Rows from a box labeling dataset:
········

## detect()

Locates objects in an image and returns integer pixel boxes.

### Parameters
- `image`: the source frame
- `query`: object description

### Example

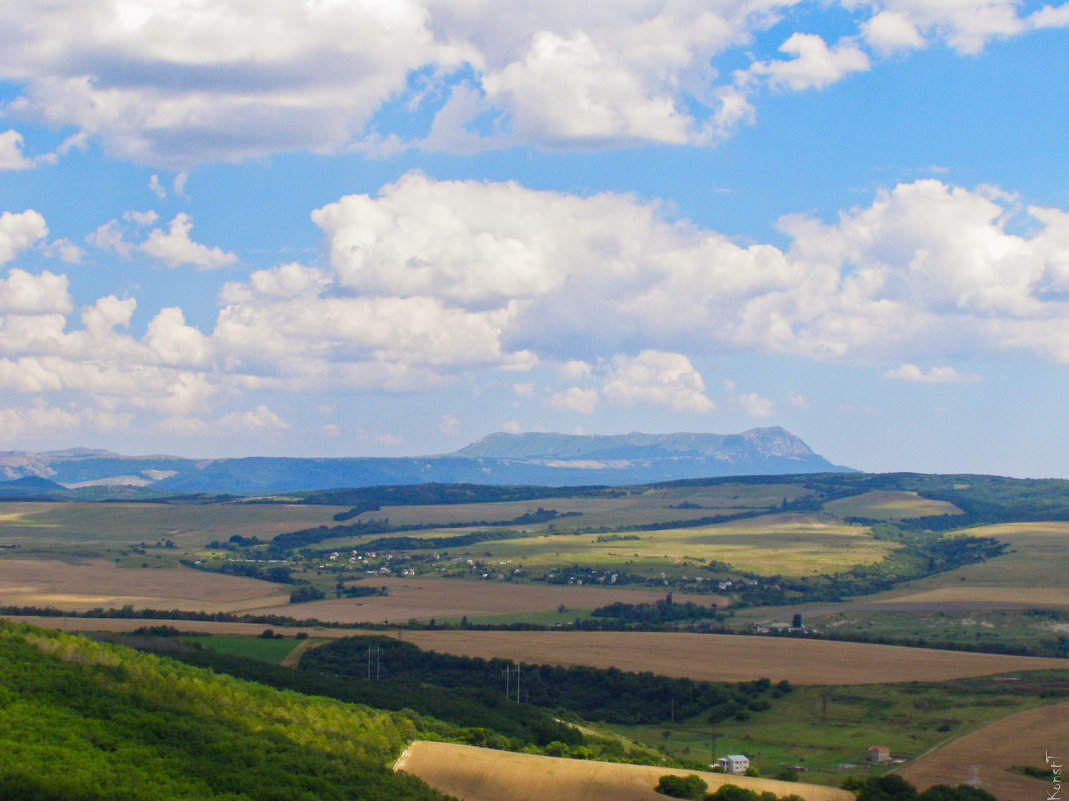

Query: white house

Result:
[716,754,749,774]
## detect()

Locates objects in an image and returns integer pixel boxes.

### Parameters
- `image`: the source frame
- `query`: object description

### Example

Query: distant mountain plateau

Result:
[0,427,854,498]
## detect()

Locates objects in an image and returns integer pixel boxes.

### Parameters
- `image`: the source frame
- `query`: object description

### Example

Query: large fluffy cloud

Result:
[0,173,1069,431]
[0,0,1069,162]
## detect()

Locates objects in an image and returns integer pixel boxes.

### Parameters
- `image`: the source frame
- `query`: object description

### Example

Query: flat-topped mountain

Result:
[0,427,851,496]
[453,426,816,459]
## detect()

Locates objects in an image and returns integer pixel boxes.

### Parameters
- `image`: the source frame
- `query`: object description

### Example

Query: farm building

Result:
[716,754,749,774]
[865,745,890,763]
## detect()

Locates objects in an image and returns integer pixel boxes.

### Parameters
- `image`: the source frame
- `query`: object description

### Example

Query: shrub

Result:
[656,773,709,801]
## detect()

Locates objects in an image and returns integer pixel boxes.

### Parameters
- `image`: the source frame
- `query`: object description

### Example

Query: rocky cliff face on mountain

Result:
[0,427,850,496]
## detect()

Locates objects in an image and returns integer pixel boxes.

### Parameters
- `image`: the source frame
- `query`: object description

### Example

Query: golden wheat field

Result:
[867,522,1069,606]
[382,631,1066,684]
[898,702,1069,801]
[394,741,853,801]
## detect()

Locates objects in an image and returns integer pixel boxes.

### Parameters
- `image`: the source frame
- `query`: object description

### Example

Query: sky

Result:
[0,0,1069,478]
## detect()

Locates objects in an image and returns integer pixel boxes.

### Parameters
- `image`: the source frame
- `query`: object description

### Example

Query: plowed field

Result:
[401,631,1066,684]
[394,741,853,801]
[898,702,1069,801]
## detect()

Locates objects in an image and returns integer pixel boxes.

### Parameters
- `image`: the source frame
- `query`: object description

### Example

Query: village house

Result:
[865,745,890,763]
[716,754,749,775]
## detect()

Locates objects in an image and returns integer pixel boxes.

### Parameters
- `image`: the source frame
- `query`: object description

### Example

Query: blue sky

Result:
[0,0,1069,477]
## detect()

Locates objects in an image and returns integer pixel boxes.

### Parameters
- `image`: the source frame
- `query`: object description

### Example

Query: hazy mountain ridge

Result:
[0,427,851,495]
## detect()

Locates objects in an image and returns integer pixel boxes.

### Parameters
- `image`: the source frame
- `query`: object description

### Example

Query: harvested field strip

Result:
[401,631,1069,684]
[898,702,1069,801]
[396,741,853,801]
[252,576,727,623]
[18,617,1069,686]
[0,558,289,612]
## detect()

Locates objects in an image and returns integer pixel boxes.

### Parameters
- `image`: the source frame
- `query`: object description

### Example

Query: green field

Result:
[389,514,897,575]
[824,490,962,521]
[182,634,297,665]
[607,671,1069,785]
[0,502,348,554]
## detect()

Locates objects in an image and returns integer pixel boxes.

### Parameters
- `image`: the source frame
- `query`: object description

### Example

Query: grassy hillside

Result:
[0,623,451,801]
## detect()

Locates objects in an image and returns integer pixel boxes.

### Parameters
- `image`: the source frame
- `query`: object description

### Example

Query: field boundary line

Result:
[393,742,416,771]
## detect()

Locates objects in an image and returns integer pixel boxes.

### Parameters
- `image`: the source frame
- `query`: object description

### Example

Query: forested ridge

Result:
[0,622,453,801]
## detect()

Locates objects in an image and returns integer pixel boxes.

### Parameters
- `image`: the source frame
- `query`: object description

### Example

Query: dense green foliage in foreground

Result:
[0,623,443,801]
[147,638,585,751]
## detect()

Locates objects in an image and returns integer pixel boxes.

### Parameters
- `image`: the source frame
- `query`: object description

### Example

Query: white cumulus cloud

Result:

········

AIM OF THE EXERCISE: Recast every line of all the rows above as a Markdown table with the columns "No." and "Line", skipping blank lines and leaving out the pictures.

ANSWER TO THIS TASK:
| No. | Line |
|---|---|
| 1 | ## detect() |
| 2 | Locates objects in an image and returns integer pixel boxes. |
| 3 | ### Parameters |
| 4 | - `image`: the source frame |
| 5 | - `query`: object description |
| 6 | ### Example |
| 7 | Query: white house |
| 8 | Result: |
| 9 | [716,754,749,774] |
| 10 | ## detect() |
| 11 | Locates objects in an image and returns integer pixel boxes. |
| 12 | ### Parameters |
| 13 | - `image`: the source frame |
| 14 | - `query`: object description |
| 15 | ### Example |
| 16 | Query: distant mountain plateau |
| 17 | Result: |
| 18 | [0,427,854,498] |
| 19 | ## detect() |
| 20 | Locates objects in an image and returns integer pixel boxes. |
| 21 | ### Parameters |
| 22 | - `image`: the source frame |
| 23 | - `query`: object description |
| 24 | ### Example |
| 25 | Query: large fluffy cloud |
| 26 | Result: |
| 27 | [0,173,1069,431] |
| 28 | [0,0,1069,162] |
| 29 | ## detect() |
| 30 | Locates objects in an image and returns integer pixel boxes. |
| 31 | ### Parameters |
| 32 | - `image`: the source frame |
| 33 | - `query`: object description |
| 34 | ### Example |
| 35 | Query: flat-topped mountain |
| 36 | Result: |
| 37 | [0,427,851,496] |
| 38 | [453,426,816,459] |
| 39 | ## detect() |
| 40 | Locates objects in an image and returns integer pixel boxes. |
| 41 | ### Parameters |
| 42 | - `image`: the source frame |
| 43 | - `query`: object description |
| 44 | ### Example |
| 45 | Query: farm building |
| 46 | Result: |
| 47 | [716,754,749,774] |
| 48 | [865,745,890,763] |
| 49 | ## detect() |
| 50 | Locates objects in an image and returns integer pixel boxes. |
| 51 | ### Parameters |
| 52 | - `image`: the source frame |
| 53 | - `query`: object description |
| 54 | ### Example |
| 55 | Query: shrub |
| 56 | Result: |
| 57 | [656,773,709,801] |
| 58 | ## detect() |
| 59 | Locates objects in an image and returns integer pixel boxes. |
| 60 | ### Parameters |
| 61 | - `image`: the source frame |
| 62 | - `query`: object description |
| 63 | ### Example |
| 64 | Query: rocky cliff face on mountain |
| 65 | Result: |
| 66 | [0,427,850,496] |
| 67 | ## detect() |
| 68 | Locates objects in an image and returns integer pixel boxes. |
| 69 | ### Parameters |
| 70 | - `image`: the source frame |
| 71 | - `query`: object description |
| 72 | ### Example |
| 73 | Query: golden wheat field |
| 74 | Result: |
| 75 | [867,522,1069,606] |
| 76 | [382,631,1066,684] |
| 77 | [898,702,1069,801] |
| 78 | [394,741,853,801] |
| 79 | ## detect() |
| 80 | Locates objects in an image and returns integer pixel boxes. |
| 81 | ### Parameters |
| 82 | - `image`: the source frame |
| 83 | - `query`: object description |
| 84 | ### Example |
| 85 | Query: sky |
| 86 | Result: |
| 87 | [0,0,1069,478] |
| 88 | ## detect() |
| 89 | Locates objects in an image and returns integer pixel boxes. |
| 90 | ### Parameters |
| 91 | - `image`: the source frame |
| 92 | - `query`: object description |
| 93 | ### Example |
| 94 | Query: plowed field |
| 95 | Result: |
| 96 | [401,631,1066,684] |
| 97 | [394,741,853,801] |
| 98 | [898,702,1069,801] |
| 99 | ## detect() |
| 100 | Locates objects in an image and returns integer pixel boxes. |
| 101 | ### Parameters |
| 102 | - `image`: the source frame |
| 103 | - `query`: object description |
| 104 | ### Example |
| 105 | Query: village house |
| 106 | Result: |
| 107 | [865,745,890,763] |
| 108 | [716,754,749,775] |
| 109 | ## detect() |
| 110 | Locates objects in an image and returns integer pixel boxes. |
| 111 | ### Parameters |
| 112 | - `image`: the source frame |
| 113 | - `query`: object description |
| 114 | ### Example |
| 115 | Query: blue sky |
| 116 | Result: |
| 117 | [0,0,1069,477] |
| 118 | ## detect() |
| 119 | Locates objects in an image and returns integer pixel boxes. |
| 120 | ### Parameters |
| 121 | - `image`: the source frame |
| 122 | - `query`: object description |
| 123 | ### Example |
| 124 | Query: hazy mountain ridge |
| 125 | Result: |
| 126 | [0,427,851,495] |
| 127 | ## detect() |
| 128 | Locates objects in an image and returns integer pixel boxes. |
| 129 | ### Parameters |
| 130 | - `image`: the source frame |
| 131 | - `query`: object description |
| 132 | ### Example |
| 133 | Query: harvested field strip |
| 134 | Result: |
| 135 | [401,631,1069,684] |
| 136 | [898,702,1069,801] |
| 137 | [396,741,853,801] |
| 138 | [252,576,727,623] |
| 139 | [18,617,1069,686] |
| 140 | [0,558,289,612] |
| 141 | ## detect() |
| 142 | Locates objects in an image and returns integer pixel boxes. |
| 143 | ### Parameters |
| 144 | - `image`: the source frame |
| 145 | - `query`: object description |
| 146 | ### Example |
| 147 | Query: green field |
| 148 | Result: |
| 149 | [389,514,897,575] |
| 150 | [824,490,962,521] |
| 151 | [182,634,297,665] |
| 152 | [607,671,1069,785] |
| 153 | [0,502,348,554] |
| 154 | ## detect() |
| 155 | Locates objects in an image and returns integer pixel boxes. |
| 156 | ### Parameters |
| 157 | - `image`: the source frame |
| 158 | - `query`: object description |
| 159 | ### Example |
| 160 | Query: grassy hillside |
| 161 | Result: |
| 162 | [0,623,451,801] |
| 163 | ## detect() |
| 164 | Locates objects in an image and returns integer pixel boxes. |
| 165 | ### Parameters |
| 166 | - `image`: the source frame |
| 167 | - `query`: object description |
| 168 | ### Example |
| 169 | Query: field boundary line |
| 170 | Result: |
| 171 | [393,742,416,771] |
| 172 | ## detect() |
| 173 | Locates objects in an image and returns integer pixel boxes. |
| 174 | ### Parameters |
| 175 | - `image`: the source frame |
| 176 | - `query`: object description |
| 177 | ### Example |
| 178 | Query: forested ridge |
| 179 | Result: |
| 180 | [0,622,453,801] |
| 181 | ## detect() |
| 182 | Locates objects in an image and returns integer pixel boxes. |
| 183 | ### Parameters |
| 184 | - `image`: the source frame |
| 185 | - `query`: object description |
| 186 | ### Example |
| 187 | Query: dense green foliage in foreground |
| 188 | Result: |
| 189 | [0,623,443,801] |
| 190 | [147,638,585,751] |
| 191 | ## detect() |
| 192 | Locates objects in an image and returns integer pixel boxes. |
| 193 | ### Parameters |
| 194 | - `image`: the source frame |
| 195 | - `query`: object description |
| 196 | ### Example |
| 197 | Query: white cumulus cloud |
| 198 | Result: |